Task material ::
* * *

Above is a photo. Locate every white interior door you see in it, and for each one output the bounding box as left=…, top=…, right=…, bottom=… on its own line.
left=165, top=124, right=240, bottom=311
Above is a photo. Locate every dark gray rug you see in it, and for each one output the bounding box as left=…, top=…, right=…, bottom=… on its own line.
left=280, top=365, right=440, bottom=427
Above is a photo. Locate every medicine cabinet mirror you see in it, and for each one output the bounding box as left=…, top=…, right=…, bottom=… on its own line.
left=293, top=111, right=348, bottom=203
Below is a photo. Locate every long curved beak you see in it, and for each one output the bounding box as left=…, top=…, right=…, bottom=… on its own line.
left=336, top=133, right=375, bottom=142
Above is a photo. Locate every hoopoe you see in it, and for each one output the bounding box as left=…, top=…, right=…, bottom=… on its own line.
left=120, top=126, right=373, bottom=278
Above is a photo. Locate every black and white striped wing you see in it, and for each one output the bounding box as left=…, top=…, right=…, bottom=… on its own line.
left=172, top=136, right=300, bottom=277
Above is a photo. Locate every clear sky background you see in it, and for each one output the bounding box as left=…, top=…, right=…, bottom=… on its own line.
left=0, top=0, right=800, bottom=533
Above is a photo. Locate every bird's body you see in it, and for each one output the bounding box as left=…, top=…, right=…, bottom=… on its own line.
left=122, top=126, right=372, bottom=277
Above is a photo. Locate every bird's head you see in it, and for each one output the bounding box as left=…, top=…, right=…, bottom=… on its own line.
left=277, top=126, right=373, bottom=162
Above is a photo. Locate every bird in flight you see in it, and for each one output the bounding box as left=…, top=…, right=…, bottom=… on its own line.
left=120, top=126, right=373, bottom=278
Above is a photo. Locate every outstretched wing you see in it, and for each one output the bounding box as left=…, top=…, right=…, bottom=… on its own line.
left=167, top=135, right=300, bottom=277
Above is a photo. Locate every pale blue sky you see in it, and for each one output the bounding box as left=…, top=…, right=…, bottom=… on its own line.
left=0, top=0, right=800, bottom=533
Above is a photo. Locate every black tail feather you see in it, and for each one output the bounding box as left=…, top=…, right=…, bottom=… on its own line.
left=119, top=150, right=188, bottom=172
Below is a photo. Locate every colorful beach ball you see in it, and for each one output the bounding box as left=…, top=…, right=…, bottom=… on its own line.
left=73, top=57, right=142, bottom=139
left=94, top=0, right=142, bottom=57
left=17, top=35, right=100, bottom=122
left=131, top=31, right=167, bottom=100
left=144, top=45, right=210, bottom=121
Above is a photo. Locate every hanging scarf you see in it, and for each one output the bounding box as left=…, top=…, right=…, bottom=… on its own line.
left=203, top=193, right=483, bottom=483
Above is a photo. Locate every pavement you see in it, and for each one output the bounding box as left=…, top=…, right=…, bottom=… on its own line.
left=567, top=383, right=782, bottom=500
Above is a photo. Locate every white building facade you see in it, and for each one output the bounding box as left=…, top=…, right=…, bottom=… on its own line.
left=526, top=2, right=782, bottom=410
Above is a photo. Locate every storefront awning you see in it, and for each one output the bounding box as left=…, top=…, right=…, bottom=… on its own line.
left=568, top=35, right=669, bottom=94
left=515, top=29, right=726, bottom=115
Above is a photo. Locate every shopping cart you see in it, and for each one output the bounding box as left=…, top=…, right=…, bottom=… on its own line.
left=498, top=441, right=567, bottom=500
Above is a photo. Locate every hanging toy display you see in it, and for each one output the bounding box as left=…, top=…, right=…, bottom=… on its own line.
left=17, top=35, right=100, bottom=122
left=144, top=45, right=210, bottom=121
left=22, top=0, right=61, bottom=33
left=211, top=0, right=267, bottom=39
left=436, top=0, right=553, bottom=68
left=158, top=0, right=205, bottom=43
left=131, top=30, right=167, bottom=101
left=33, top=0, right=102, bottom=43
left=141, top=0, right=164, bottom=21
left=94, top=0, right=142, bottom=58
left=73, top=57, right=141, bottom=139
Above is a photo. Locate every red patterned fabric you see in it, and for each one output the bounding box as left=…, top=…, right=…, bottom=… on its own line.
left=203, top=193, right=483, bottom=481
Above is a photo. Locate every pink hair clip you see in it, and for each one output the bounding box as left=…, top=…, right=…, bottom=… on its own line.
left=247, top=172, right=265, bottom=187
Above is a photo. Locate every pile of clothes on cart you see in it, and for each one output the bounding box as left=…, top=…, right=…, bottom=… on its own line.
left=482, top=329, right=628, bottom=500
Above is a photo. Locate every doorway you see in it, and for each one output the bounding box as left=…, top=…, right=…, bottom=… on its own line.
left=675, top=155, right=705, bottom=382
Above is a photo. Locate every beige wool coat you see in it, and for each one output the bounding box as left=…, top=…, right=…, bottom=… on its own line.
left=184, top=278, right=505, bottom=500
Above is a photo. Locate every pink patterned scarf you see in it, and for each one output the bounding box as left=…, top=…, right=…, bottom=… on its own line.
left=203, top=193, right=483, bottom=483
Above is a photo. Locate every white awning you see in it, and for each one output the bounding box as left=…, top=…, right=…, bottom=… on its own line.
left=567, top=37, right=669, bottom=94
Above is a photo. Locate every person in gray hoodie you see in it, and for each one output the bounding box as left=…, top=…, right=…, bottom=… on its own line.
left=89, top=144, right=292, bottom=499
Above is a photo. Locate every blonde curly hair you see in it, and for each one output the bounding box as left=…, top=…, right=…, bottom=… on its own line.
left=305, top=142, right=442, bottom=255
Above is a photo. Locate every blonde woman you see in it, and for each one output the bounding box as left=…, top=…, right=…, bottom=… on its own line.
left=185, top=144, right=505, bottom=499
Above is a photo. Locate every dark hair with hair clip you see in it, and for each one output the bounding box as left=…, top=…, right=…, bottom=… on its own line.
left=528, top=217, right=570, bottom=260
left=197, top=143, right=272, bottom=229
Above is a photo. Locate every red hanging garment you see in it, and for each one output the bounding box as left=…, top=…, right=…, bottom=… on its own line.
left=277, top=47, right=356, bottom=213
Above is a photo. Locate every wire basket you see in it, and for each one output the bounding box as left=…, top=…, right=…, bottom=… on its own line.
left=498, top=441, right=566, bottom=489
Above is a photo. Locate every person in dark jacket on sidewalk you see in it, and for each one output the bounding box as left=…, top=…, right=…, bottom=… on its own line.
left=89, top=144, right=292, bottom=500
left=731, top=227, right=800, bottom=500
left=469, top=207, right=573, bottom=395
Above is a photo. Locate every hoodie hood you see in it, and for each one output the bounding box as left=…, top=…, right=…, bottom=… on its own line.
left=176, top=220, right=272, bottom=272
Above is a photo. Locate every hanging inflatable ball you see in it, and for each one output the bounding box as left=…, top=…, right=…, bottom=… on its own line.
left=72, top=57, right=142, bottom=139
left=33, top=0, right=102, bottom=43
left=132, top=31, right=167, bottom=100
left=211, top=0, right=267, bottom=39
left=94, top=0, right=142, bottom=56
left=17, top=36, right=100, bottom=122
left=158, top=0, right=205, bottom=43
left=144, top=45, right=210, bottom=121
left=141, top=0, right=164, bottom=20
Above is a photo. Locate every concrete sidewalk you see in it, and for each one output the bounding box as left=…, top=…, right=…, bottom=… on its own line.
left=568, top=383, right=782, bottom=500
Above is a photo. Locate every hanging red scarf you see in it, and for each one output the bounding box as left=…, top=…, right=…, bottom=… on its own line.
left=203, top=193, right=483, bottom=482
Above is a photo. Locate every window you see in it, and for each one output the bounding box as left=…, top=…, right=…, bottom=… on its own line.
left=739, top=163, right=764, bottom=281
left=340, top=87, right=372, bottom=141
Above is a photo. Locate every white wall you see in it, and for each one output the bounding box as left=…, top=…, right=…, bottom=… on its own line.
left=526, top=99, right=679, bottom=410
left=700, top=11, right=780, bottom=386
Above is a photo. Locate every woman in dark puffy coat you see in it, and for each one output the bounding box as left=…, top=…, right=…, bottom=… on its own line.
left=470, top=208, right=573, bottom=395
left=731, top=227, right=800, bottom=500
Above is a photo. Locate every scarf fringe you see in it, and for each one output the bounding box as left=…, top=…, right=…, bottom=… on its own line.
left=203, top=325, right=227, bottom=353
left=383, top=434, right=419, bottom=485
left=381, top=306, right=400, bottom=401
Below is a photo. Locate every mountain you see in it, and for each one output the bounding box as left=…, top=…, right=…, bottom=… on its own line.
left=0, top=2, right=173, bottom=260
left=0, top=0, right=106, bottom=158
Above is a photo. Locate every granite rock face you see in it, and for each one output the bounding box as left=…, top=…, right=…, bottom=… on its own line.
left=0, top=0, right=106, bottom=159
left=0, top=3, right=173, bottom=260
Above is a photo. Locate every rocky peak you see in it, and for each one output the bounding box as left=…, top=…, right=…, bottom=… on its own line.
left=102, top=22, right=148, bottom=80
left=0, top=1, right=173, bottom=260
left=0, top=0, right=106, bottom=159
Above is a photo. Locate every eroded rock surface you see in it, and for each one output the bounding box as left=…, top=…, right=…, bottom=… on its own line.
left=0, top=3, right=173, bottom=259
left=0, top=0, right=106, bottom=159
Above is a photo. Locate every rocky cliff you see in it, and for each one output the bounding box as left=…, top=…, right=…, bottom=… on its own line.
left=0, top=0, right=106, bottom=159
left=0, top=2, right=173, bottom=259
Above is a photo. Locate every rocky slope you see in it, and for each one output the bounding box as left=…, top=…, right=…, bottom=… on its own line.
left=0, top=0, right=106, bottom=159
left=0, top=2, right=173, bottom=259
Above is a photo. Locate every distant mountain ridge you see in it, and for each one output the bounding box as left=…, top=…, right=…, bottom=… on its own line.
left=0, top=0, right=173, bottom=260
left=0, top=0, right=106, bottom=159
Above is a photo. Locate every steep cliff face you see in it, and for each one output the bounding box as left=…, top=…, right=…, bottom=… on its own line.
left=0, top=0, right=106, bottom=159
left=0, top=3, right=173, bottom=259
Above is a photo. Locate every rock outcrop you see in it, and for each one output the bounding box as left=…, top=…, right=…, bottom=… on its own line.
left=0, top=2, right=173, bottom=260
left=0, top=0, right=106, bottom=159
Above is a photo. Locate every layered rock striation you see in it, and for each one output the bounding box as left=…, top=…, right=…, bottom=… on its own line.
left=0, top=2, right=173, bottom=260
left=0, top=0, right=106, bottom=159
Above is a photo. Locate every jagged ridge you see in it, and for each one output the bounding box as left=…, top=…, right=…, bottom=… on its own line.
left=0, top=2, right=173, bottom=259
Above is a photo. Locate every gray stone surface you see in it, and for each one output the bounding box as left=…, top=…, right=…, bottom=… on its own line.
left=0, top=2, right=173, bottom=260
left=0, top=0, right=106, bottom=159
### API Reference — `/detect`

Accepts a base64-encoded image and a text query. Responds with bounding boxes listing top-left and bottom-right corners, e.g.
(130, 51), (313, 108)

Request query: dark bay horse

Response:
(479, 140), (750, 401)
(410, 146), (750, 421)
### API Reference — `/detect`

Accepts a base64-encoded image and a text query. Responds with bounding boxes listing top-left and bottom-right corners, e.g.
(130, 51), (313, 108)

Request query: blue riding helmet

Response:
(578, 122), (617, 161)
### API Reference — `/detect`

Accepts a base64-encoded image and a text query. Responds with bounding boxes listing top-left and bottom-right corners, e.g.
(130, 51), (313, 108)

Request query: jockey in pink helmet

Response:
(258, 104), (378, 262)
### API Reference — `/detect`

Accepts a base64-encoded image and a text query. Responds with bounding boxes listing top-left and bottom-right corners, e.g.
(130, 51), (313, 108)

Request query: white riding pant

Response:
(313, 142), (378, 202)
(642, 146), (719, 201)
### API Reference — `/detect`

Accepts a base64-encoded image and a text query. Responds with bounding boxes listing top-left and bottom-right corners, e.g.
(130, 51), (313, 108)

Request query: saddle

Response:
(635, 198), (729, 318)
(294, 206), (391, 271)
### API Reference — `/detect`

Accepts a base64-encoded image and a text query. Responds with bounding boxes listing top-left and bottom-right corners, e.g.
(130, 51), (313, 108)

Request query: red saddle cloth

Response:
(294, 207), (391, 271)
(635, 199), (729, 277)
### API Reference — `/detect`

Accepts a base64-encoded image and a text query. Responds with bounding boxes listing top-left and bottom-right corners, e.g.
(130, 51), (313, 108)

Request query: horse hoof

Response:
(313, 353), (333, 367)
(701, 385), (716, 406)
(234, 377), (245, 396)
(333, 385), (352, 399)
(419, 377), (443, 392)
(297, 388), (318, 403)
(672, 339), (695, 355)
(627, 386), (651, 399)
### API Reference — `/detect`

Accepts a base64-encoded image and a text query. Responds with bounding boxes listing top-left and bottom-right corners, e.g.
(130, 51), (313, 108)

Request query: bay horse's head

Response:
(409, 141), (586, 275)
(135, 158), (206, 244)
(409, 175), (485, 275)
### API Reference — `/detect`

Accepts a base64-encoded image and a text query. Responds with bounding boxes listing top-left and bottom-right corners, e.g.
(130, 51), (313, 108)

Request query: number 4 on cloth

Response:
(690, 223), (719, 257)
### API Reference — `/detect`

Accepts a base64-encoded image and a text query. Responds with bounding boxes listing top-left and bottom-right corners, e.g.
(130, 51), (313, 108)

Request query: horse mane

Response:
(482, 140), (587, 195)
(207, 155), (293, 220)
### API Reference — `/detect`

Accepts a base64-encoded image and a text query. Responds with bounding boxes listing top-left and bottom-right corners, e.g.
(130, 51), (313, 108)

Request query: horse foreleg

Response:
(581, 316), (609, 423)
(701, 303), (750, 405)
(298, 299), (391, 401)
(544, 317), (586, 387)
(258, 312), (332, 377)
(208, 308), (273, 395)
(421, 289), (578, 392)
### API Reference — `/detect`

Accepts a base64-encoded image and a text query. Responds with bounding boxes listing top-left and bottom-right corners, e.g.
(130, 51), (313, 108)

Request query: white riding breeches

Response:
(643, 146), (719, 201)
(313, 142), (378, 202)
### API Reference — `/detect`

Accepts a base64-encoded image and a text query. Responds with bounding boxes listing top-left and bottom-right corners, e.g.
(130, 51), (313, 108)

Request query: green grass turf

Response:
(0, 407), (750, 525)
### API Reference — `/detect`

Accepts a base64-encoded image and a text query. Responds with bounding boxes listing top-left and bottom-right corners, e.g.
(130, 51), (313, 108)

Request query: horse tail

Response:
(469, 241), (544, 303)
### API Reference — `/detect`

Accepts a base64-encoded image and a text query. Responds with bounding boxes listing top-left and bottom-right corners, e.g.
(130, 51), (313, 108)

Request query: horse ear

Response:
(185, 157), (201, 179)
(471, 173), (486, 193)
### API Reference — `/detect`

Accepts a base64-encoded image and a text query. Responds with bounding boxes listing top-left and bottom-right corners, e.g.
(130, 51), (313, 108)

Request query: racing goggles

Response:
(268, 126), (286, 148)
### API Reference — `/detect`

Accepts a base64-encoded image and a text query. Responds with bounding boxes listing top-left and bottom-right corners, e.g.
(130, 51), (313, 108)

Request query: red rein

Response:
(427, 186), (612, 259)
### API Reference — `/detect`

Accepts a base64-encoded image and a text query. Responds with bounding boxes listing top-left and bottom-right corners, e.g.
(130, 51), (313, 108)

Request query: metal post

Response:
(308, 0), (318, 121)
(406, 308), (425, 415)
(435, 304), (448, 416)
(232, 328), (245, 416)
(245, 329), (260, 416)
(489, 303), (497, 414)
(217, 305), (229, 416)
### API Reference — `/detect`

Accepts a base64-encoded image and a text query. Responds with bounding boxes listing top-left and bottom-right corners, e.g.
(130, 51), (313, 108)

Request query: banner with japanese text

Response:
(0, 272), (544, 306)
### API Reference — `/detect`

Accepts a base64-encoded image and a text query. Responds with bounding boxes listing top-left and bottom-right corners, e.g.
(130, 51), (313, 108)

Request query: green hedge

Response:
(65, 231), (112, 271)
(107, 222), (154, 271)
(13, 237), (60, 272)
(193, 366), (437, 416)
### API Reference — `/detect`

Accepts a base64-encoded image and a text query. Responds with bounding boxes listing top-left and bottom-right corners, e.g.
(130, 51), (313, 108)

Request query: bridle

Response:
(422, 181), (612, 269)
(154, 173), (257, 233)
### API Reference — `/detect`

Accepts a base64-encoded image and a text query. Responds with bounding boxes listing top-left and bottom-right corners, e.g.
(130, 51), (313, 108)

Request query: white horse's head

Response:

* * *

Instructions to follow :: Return, character for character, the part of the material that opens with its first line and closes with the line containing "left=165, top=124, right=240, bottom=311", both ends included.

Answer for this exercise ::
Above is a photo. Locate every white interior door you see in it, and for each one output the bounding box as left=…, top=…, right=…, bottom=… on its own line.
left=165, top=124, right=240, bottom=311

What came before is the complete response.